_GIVEN DATA_
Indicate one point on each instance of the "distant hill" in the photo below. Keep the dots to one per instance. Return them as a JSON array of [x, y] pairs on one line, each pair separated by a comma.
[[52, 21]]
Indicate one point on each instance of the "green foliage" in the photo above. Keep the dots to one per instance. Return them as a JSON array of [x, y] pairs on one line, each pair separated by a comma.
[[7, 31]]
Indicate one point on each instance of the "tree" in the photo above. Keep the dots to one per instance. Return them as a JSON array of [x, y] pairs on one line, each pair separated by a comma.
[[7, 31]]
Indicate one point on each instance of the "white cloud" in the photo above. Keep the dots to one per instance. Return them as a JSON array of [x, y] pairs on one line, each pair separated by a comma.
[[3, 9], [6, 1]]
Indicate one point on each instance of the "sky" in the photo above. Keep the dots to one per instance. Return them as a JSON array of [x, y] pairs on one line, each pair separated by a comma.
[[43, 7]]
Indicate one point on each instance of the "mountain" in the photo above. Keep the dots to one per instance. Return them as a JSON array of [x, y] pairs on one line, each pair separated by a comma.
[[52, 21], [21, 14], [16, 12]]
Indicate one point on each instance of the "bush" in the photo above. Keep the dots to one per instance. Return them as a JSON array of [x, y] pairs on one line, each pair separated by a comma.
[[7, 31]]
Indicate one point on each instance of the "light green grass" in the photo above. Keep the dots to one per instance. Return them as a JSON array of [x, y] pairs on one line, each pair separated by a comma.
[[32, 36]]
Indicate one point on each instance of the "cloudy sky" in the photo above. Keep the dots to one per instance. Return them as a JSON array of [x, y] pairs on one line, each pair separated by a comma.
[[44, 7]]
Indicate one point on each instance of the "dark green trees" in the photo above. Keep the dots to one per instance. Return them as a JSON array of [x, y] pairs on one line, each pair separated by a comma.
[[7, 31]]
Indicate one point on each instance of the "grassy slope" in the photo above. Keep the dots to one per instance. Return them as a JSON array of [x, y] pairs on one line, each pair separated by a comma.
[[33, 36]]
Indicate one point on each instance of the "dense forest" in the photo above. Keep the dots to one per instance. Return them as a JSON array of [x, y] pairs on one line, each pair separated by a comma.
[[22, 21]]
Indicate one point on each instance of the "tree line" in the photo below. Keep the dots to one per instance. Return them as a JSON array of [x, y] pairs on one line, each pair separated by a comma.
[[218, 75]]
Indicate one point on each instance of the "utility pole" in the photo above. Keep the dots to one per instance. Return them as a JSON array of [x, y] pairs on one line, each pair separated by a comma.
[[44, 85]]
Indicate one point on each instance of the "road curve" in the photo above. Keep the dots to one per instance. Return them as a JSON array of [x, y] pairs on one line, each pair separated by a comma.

_TO DO_
Extract the full listing and reproduce each line exactly.

_OUTPUT FOR THIS TASK_
Indicate one point on each instance of the "distant hill" in the photo below. Keep the dots to one per instance. Return them as a JSON array of [x, y] pairs on one line, each pair separated by a comma.
[[52, 21]]
Indicate one point on each instance of the "green foliage" in the photo above. Keep the dots to one per instance. Return them as a JSON array of [x, y] pairs on one line, each pair separated by a comma.
[[7, 31]]
Indicate one point on each instance of the "tree" in the photo above. Keep the dots to one per instance. Return them as a JSON array of [x, y] pairs on one line, each pair separated by a comma.
[[7, 31]]
Indicate one point on each instance of the "white cloud" in the photo above. Keep the dots to one per instance. Return them as a JSON array of [x, y] pairs on one line, each pair separated by a comma.
[[3, 9], [6, 1]]
Indicate one point on each instance of the "sky" in the photo above. Keep the dots to one per instance. Return them as a JSON array of [x, y] pairs on one line, each pair separated by a comma.
[[43, 7]]
Indicate one point on each instance of the "mountain" in the photo above. Keep the dots to one per instance. Return them as a JSON array of [x, y] pairs on one line, each pair separated by a comma.
[[52, 21], [21, 14], [16, 12]]
Indicate one point on each instance of the "bush" in the photo above. Keep the dots to one per instance. Return them as a JSON array of [x, y] pairs on one line, each pair separated by a comma.
[[7, 31]]
Indicate one point on each instance of the "light green grass" in the photo above. Keep the dots to one per instance. Return them as a JSON array of [x, y] pairs on one line, each pair separated by a comma.
[[32, 36]]
Indicate one point on each instance of the "cloudy sky" in the photo above. Keep the dots to one per instance. Return them as a JSON array of [x, y] pairs on one line, each pair separated by a comma.
[[44, 7]]
Indicate one point on each instance of the "dark green trees" in the photo above. Keep the dots to one per instance. Return them as a JSON array of [x, y] pairs on one line, each pair separated by a comma.
[[7, 31]]
Indicate one point on each instance of the "grassy slope" in the photo above. Keep the dots to one per instance. Return them as a JSON array of [x, y] pairs on one line, each pair separated by a comma.
[[33, 36]]
Indicate one point on each instance of the "dense forest" in the photo above. Keep the dots to one per instance. Return them as a JSON array of [x, y] pairs on one line, each pair separated by a comma.
[[22, 21]]
Indicate one point on each instance of the "tree line" in the photo below. Keep the dots to one per instance. Return them as a JSON array of [x, y] pairs on one line, each pair separated by a comma.
[[218, 75]]
Indicate one point on each instance of the "utility pole" in the photo above. Keep the dots to one per instance. Return them as a JSON array of [x, y] pairs on one line, each pair separated by a comma.
[[44, 85]]
Indicate one point on each instance of the "road curve" in the photo above. Keep the dots to one per instance. Return them as a JSON array of [x, y] pairs on one line, each pair separated by a comma.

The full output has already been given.